* GIVEN PASSAGE:
================

= Turtanu =

Commander-in-chief of the Assyrian army

"Turtanu" or "Turtan" (Akkadian: 𒌉𒋫𒉡 tur-ta-nu; תַּרְתָּן tartān; Θαρθαν; Tharthan; ܬܵܪܬܵܢ tartan) is an Akkadian word/title meaning 'commander in chief' or 'prime minister'. In Assyria, the Turtanu ranked next to the king.

The Assyrian king would assign the individual who was turtanu to go to battle for him, thus giving great power and influence to the turtanu.

The office seems to have been duplicated, and there was a tartanu imni or 'tartan of the right', as well as a tartanu shumeli or 'tartan of the left'. In later times the title became territorial; we read of a tartan of 'Kummuh' (Commagene). The title is also applied to the commanders of foreign armies; thus Sargon speaks of the Tartan Musurai, or 'Egyptian Tartan'. The Tartan of 720 BC was probably called Ashur-iska-danin; in 694 BC, Abdai, and in 686 BC Bel-emurani, held the title. It does not seem to have been in use among the closely related Babylonians.

==Tartan in Bible==
There are two references to Tartans in the Hebrew Bible: the Assyrian king sends a Tartan with two other officials to deliver a threatening message to Jerusalem in , and Sargon II, the king of Assyria, sends a Tartan who takes Ashdod during the reign of King Hezekiah at the time of the prophet Isaiah.

==Examples==
Dayyan-Assur was turtanu under the reign of Shalmaneser III (859-824BC). Dayyan-Assur led campaigns in lieu of Shalmaneser III who gave him power over the Assyrian army. These campaigns took the Assyrian army and influence into the Zagros, where encounters with future opponents the Medes and Manneans.

================

* DATA LISTING:
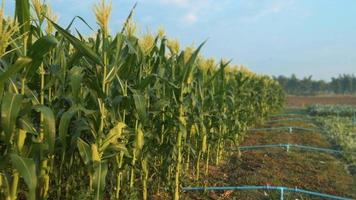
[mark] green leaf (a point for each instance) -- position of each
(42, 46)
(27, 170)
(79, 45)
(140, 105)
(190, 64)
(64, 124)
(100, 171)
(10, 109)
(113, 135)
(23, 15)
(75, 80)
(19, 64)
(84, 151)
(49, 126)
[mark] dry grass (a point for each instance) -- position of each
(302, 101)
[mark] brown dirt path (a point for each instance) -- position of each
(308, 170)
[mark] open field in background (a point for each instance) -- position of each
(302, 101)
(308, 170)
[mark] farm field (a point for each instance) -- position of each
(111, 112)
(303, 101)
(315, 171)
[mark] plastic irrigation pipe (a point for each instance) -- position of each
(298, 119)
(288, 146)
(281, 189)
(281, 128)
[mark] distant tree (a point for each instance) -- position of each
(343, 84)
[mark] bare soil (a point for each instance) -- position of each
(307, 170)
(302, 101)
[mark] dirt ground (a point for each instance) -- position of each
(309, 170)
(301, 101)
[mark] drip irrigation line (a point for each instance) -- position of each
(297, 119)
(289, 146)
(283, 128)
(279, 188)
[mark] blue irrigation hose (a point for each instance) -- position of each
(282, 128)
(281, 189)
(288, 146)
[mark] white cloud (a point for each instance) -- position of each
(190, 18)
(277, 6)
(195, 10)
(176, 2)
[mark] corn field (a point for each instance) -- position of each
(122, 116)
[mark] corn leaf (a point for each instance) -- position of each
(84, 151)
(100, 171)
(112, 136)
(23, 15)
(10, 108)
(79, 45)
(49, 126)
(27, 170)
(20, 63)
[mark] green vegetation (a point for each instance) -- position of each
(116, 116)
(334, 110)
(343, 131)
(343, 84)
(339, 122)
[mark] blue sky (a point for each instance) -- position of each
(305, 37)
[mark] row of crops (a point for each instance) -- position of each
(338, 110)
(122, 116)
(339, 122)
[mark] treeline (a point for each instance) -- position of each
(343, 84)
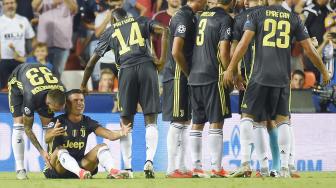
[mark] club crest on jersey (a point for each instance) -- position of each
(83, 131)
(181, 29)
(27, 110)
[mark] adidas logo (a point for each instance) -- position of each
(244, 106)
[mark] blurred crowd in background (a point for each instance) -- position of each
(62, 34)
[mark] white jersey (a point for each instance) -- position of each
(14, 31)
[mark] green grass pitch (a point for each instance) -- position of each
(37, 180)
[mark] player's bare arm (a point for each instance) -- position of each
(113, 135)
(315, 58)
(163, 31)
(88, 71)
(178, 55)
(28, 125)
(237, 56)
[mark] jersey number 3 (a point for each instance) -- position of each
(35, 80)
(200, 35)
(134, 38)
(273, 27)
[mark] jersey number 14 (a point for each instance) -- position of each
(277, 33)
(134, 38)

================

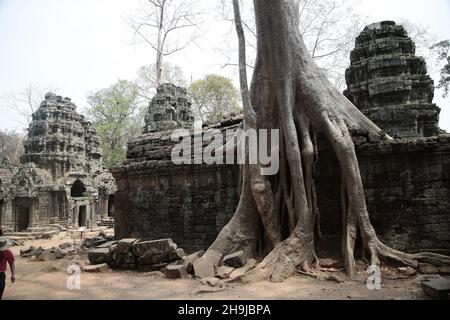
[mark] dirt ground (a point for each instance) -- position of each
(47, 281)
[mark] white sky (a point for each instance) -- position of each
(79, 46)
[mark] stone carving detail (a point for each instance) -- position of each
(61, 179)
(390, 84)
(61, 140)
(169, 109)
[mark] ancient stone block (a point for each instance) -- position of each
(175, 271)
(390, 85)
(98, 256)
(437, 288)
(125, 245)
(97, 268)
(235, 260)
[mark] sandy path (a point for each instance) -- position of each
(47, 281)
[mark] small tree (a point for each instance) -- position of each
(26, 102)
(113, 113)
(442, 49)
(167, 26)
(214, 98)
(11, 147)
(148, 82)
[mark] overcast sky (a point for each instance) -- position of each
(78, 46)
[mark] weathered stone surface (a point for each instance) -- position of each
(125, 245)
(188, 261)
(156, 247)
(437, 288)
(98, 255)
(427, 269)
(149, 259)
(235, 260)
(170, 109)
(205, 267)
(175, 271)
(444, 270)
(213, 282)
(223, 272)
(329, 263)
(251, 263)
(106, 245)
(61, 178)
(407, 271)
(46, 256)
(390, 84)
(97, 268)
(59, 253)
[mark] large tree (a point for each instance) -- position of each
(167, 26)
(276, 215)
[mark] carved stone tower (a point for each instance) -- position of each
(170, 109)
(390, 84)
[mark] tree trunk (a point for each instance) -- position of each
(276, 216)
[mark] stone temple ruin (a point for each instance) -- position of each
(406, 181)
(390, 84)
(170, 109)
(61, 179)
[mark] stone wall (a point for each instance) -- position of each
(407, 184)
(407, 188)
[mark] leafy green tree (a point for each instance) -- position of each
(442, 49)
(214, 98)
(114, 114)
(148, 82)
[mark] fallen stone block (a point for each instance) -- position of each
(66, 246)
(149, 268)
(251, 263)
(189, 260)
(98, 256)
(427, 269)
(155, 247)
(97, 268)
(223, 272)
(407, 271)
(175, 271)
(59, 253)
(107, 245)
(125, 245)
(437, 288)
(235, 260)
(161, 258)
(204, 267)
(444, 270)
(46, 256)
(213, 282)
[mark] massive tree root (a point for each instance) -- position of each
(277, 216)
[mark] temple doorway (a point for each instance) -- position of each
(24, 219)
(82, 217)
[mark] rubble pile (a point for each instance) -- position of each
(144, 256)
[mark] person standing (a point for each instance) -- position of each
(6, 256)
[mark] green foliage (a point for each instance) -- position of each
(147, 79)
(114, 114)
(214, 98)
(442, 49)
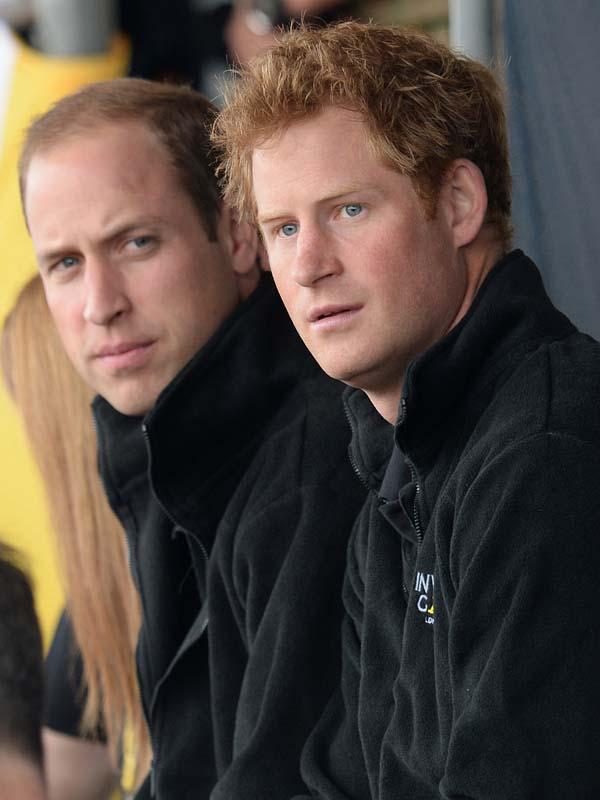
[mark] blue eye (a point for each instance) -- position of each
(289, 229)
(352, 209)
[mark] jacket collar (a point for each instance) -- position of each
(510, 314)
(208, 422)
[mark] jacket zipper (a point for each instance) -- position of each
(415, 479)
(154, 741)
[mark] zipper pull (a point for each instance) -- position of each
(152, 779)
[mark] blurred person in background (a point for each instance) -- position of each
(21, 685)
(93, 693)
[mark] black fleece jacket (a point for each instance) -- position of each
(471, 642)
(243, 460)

================

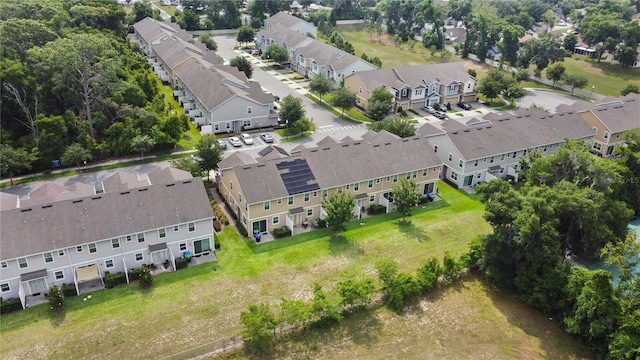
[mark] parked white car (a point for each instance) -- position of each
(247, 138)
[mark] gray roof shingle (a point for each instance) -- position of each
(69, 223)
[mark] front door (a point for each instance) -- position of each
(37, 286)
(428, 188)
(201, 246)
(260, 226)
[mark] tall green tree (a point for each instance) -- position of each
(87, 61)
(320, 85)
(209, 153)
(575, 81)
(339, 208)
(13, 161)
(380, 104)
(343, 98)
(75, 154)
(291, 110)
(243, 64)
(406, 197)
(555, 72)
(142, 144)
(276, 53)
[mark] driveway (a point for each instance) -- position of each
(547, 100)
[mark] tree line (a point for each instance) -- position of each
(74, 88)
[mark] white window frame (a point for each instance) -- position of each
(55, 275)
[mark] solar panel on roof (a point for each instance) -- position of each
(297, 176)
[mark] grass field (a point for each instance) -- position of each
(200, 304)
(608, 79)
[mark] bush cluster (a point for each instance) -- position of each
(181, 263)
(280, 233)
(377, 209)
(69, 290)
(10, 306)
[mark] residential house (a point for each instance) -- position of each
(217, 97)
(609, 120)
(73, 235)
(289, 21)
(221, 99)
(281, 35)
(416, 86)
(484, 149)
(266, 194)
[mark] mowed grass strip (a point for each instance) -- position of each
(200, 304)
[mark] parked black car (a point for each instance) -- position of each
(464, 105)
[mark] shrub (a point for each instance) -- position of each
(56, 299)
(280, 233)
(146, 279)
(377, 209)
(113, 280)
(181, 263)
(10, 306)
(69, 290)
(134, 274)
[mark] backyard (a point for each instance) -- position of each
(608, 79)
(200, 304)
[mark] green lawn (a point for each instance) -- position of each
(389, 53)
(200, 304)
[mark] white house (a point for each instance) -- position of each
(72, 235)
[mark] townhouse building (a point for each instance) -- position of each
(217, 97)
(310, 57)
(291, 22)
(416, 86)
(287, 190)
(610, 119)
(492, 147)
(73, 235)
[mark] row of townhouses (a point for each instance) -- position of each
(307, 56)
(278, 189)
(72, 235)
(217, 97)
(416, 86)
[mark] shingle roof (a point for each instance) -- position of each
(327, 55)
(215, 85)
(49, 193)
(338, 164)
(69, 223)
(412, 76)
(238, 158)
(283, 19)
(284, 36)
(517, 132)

================

* LIST OF TASKS:
• a. According to the Turtanu article, who held the title in 694 BC?
• b. Write out the part of the Turtanu article that begins at the words "Commander-in-chief of the" and stops after "to the king.".
• c. Write what comes next in the Turtanu article, picking up right after its last sentence.

* ANSWERS BELOW:
• a. Abdai.

• b.
Commander-in-chief of the Assyrian army

"Turtanu" or "Turtan" (Akkadian: 𒌉𒋫𒉡 tur-ta-nu; תַּרְתָּן tartān; Θαρθαν; Tharthan; ܬܵܪܬܵܢ tartan) is an Akkadian word/title meaning 'commander in chief' or 'prime minister'. In Assyria, the Turtanu ranked next to the king.

• c.
Another example of a turtanu was Shamshi-ilu. He was the Assyrian military commander under Adad-Nirari III (811-783BC) and later Shalmaneser IV (783-773) as well as others. He appears to have been of Bit-Adini descent, a province annexed by Assyria some time before. He led a campaign against the Argishti I of Urartu.

==Influence==
The position of turtanu led to a decline of centralized power in Assyria. Shamshi-ilu for example, who was turtanu during four kings reigns, and was one of if not the most powerful individual in Assyria at the time (8th century BC), began to lead out his own campaigns without the sanction of the king. Shamshi-ilu was based out of Kar-Shalmaneser and began campaigning for his own kingdom west of the Euphrates. These campaigns led to greater power held by Shamshi-ilu and a fragmentary Assyria.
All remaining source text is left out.